● **SET EXERCISE**:
Produce a verbatim transcription of the records below, beginning at the line containing "Locate the white ceiling, placing" and ending at the final line; include only those lines.
━━━━━ SOURCE MATERIAL ━━━━━
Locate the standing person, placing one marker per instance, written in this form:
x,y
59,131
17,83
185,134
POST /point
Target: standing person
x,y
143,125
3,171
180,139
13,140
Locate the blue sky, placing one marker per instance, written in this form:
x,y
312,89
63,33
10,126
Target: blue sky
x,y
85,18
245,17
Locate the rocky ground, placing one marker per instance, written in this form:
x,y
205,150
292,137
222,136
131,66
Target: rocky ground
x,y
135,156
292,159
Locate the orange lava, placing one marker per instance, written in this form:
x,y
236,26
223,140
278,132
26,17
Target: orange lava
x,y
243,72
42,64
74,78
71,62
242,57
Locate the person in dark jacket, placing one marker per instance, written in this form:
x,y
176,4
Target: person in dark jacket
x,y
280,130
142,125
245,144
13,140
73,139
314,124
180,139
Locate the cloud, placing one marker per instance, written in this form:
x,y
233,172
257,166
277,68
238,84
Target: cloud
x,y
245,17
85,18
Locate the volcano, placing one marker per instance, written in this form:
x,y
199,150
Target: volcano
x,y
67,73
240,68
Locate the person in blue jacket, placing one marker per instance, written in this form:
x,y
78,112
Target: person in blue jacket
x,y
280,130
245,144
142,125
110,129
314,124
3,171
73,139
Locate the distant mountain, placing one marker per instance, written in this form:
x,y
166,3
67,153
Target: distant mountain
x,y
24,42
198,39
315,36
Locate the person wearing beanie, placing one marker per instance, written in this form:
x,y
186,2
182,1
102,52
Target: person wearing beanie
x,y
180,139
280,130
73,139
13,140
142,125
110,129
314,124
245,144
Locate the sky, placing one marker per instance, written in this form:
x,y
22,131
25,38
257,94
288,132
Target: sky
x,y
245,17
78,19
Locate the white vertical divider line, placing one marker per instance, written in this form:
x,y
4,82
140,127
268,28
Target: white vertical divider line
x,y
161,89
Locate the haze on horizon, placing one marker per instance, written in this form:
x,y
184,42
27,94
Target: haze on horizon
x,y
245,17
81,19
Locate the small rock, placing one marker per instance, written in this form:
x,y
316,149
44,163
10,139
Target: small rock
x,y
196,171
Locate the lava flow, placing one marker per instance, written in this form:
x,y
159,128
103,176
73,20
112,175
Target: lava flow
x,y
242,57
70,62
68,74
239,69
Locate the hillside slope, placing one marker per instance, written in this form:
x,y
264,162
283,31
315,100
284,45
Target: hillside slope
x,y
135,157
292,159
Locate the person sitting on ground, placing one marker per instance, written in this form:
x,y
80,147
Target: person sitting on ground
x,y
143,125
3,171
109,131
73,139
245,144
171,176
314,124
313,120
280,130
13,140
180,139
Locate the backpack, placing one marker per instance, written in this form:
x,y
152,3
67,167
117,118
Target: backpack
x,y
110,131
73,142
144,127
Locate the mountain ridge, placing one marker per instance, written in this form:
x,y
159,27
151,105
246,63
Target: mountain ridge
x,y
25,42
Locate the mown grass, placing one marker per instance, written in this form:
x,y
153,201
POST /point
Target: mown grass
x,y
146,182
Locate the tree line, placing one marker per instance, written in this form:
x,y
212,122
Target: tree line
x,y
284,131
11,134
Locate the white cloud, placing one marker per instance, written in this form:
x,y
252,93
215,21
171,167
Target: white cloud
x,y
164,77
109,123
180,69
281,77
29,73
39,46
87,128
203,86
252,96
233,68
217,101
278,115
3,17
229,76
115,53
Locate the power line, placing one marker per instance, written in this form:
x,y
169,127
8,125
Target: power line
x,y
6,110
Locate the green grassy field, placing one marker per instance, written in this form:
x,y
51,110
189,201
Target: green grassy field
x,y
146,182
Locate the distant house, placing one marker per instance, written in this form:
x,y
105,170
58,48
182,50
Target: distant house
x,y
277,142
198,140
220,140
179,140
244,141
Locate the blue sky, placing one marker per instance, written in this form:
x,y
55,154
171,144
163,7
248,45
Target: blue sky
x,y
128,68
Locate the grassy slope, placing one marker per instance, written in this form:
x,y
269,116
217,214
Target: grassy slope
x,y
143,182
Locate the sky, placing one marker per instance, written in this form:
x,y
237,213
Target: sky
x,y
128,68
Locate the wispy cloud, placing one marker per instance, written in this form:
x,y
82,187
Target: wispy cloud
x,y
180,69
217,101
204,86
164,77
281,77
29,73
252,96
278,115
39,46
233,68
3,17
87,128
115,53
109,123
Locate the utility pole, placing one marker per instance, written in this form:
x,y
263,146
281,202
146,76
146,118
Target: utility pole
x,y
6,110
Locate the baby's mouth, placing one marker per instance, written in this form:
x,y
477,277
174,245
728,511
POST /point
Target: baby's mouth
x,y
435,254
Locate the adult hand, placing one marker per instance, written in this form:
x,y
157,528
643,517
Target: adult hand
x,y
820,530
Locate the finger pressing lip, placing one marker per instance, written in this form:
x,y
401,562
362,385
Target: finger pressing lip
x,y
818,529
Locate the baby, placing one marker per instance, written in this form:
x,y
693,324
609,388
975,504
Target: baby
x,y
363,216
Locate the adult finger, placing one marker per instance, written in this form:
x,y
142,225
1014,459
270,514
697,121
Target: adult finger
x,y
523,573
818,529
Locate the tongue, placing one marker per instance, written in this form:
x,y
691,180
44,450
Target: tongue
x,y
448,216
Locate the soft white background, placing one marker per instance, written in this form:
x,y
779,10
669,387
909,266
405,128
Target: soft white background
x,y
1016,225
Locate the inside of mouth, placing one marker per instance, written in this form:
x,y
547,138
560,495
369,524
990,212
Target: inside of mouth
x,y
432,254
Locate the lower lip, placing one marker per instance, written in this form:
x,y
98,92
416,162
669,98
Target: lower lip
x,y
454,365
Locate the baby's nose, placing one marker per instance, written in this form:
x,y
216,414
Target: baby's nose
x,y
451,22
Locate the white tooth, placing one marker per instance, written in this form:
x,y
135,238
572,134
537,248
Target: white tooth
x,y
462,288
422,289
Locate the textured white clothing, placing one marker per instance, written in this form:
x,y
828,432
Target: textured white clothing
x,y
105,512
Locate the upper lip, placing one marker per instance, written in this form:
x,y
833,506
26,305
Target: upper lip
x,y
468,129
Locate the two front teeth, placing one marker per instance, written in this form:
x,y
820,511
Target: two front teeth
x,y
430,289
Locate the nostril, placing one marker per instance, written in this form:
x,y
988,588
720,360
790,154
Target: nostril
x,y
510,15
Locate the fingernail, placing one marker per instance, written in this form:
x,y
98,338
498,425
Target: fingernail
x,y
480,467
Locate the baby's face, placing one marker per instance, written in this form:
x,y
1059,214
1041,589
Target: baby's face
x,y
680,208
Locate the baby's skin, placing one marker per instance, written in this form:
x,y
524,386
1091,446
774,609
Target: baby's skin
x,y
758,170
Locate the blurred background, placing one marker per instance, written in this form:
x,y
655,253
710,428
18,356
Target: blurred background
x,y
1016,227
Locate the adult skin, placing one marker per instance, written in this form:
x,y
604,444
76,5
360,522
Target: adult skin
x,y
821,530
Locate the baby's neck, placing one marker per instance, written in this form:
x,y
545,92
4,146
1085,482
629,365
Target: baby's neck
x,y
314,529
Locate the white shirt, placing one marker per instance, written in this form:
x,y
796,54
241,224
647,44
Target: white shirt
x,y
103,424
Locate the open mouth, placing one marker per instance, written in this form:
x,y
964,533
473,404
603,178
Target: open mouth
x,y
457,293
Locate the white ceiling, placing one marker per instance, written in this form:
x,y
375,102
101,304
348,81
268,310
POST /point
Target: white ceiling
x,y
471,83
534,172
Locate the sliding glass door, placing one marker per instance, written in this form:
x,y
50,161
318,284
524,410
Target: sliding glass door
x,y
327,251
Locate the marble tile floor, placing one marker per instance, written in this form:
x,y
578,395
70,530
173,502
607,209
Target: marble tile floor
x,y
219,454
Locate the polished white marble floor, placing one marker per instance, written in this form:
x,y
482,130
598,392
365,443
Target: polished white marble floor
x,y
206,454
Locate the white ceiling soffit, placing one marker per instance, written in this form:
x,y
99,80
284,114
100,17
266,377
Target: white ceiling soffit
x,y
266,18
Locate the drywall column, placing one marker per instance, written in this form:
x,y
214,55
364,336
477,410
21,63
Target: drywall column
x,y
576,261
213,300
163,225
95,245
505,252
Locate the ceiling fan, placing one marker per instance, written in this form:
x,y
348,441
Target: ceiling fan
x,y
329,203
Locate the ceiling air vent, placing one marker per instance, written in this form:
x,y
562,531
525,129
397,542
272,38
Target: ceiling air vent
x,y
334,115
━━━━━
● **TASK RESPONSE**:
Locate the white ceiling, placing one marker per instance, written in this form:
x,y
375,102
101,304
348,81
268,310
POST /point
Target: white ceiling
x,y
471,83
534,172
Locate the sliding glass door, placing one marker per instance, written in this form:
x,y
50,161
318,284
524,410
Target: sliding glass door
x,y
327,251
Locate the marble tile floor, placing one marker per instance, written in this form:
x,y
578,395
70,530
173,502
607,209
Target: marble tile floor
x,y
219,454
Locate the polished white marble floor, placing one marker per instance, written in this form:
x,y
482,130
598,392
365,443
Target: polished white marble floor
x,y
206,454
Locate the white ceiling soffit, placing one marker per instance, written in this form:
x,y
99,80
284,114
100,17
266,377
Target: white ceiling soffit
x,y
266,18
Locate the drywall column, placing one marker per instance, written in this form:
x,y
214,55
364,336
477,410
21,63
Target: drywall column
x,y
576,261
213,300
163,225
95,245
505,252
Locate the ceiling fan, placing one marker per instance, written in this form:
x,y
348,441
Target: ceiling fan
x,y
329,203
Locate the ceiling air vent, placing one marker per instance, written in this form:
x,y
562,531
525,129
397,542
272,38
Target: ceiling air vent
x,y
334,115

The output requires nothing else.